Given passage »
- - -

In the summer of 2001, seven months pregnant and working in a research lab in Iowa City, I signed up for an eight-week fiction-writing class taught by James Alan McPherson. I turned in my very first short story, “Immortality,” which Jim enthused about in class, though I was too inexperienced to understand his excitement. I told him shyly that I was a scientist but wanted to be a writer. “What do you mean you want to be a writer?” he said. “You are a writer.”

That summer Jim introduced me to Isaac Babel’s stories, and also lent me a tattered paperback of Tolstoy’s “Master and Man and Other Stories,” with notes from a conversation he’d had with Ralph Ellison scribbled on the endpapers. He mentioned a book he’d read a few years earlier, which he still thought about from time to time: Amy Bloom’s story collection “Come to Me.” At the end of the eight weeks, he gave me a wrapped present for the baby, whose due date was approaching.

How much of one’s life course is determined by a chance encounter? If I had not taken McPherson’s class that summer; or, if it had been with a different writer — the one who told me that English was not my language and that he saw no point in my writing in English — I might have remained a scientist, with a different career path and set of accomplishments and disappointments. Would I have endured the same loss? The child I was bearing then would die 16 years later by suicide. But my thoughts about my unlived life are often fleeting: A writer’s job is to contemplate her characters’ alternatives, not her own.

- - -

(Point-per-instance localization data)
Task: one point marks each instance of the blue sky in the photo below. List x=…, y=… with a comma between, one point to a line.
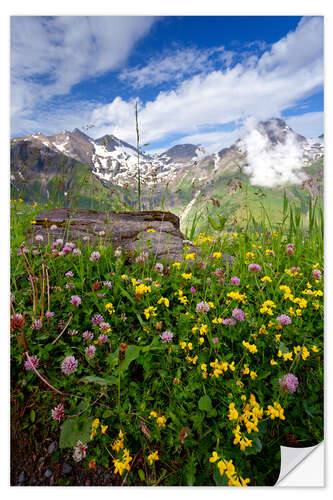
x=197, y=79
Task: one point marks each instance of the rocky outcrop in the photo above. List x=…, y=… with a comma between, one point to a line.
x=150, y=232
x=134, y=232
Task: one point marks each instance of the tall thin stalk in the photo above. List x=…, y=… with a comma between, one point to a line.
x=138, y=150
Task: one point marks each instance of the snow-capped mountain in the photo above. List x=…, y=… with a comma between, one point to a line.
x=115, y=161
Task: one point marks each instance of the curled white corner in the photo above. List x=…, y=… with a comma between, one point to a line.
x=292, y=457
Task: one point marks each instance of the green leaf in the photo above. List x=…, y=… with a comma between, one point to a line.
x=132, y=352
x=74, y=430
x=205, y=403
x=142, y=475
x=99, y=380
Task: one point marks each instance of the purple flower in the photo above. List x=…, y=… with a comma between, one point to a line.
x=238, y=314
x=34, y=363
x=104, y=326
x=69, y=365
x=284, y=319
x=229, y=321
x=202, y=307
x=288, y=382
x=97, y=319
x=36, y=325
x=80, y=451
x=254, y=267
x=90, y=351
x=58, y=412
x=87, y=335
x=166, y=337
x=75, y=300
x=316, y=274
x=94, y=256
x=159, y=267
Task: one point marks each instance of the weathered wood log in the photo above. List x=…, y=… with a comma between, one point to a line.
x=150, y=232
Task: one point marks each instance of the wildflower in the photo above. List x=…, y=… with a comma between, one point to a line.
x=58, y=412
x=36, y=324
x=275, y=411
x=254, y=267
x=229, y=321
x=316, y=274
x=238, y=314
x=69, y=365
x=161, y=421
x=266, y=278
x=87, y=335
x=80, y=451
x=108, y=284
x=251, y=347
x=284, y=319
x=90, y=351
x=290, y=248
x=94, y=256
x=105, y=327
x=110, y=308
x=163, y=300
x=102, y=339
x=166, y=337
x=97, y=319
x=153, y=457
x=202, y=307
x=75, y=300
x=288, y=382
x=33, y=362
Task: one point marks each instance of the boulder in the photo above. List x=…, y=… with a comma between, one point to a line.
x=149, y=232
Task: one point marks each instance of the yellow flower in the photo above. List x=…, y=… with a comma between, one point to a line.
x=190, y=256
x=214, y=457
x=161, y=421
x=186, y=276
x=164, y=300
x=153, y=457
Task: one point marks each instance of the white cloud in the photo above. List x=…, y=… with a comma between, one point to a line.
x=308, y=124
x=262, y=87
x=271, y=166
x=176, y=65
x=51, y=54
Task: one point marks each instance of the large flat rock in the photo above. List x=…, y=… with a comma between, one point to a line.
x=134, y=232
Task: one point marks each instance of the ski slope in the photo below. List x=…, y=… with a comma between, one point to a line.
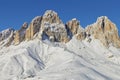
x=45, y=60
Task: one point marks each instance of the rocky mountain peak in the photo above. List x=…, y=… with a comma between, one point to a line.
x=51, y=17
x=50, y=26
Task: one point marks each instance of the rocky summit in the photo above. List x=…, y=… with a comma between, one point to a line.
x=50, y=26
x=49, y=49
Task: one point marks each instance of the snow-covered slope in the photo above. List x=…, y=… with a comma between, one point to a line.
x=76, y=60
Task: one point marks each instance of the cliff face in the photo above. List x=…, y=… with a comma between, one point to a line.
x=20, y=34
x=33, y=28
x=50, y=26
x=105, y=31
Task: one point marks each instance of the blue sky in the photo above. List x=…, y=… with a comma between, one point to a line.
x=13, y=13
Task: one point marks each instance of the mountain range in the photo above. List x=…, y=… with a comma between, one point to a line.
x=48, y=49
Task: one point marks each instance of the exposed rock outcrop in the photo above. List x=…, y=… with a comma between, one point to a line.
x=53, y=27
x=105, y=31
x=20, y=34
x=74, y=28
x=33, y=28
x=50, y=26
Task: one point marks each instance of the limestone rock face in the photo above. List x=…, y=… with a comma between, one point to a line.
x=20, y=34
x=105, y=31
x=74, y=28
x=33, y=28
x=53, y=27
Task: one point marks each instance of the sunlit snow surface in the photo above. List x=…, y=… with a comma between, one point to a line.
x=44, y=60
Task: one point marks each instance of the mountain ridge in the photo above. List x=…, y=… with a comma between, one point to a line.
x=48, y=49
x=49, y=25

- - -

Directions for this task » Pick up the passage about James Alan McPherson's fiction-writing class where it stops, and keep writing it forward.

Answer to the exercise »
I borrowed “Come to Me” from the library and read it before going into early labor. I became a mother, a writer and then a creative writing professor, in that order. I have never stopped reading and teaching Tolstoy and Babel, and for a while — every semester for 12 years — I also taught Bloom’s “Silver Water,” a story from “Come to Me,” until I had to stop:

My sister’s voice was like mountain water in a silver pitcher; the clear blue beauty of it cools you and lifts you up beyond your heat, beyond your body. After we went to see “La Traviata,” when she was 14 and I was 12, she elbowed me in the parking lot and said, “Check this out.” And she opened her mouth unnaturally wide and her voice came out, so crystalline and bright that all the departing operagoers stood frozen by their cars, unable to take out their keys or open their doors until she had finished, and then they cheered like hell.

Thus opens “Silver Water,” a story about — but how can one ever say what a story is about, just as how can one ever say what life is about? Most years I had my students take turns reading the story aloud in class. There were discussions afterward, about craft and themes and this or that line, but I did not have much to contribute. All I wanted was for my students to hear the story as I had often heard it in my mind, the music of life and death and all that comes in between. Rose, the beautiful sister with the silver-water voice, has her first breakdown at 15, and will spend most of the next 10 years in hospitals, until she dies from an overdose. “Closing time,” she whispers to her younger sister, Violet, the story’s narrator, when Violet finds Rose with a Seconal bottle by her hand. Violet, not raising an alarm, sits with Rose until she dies.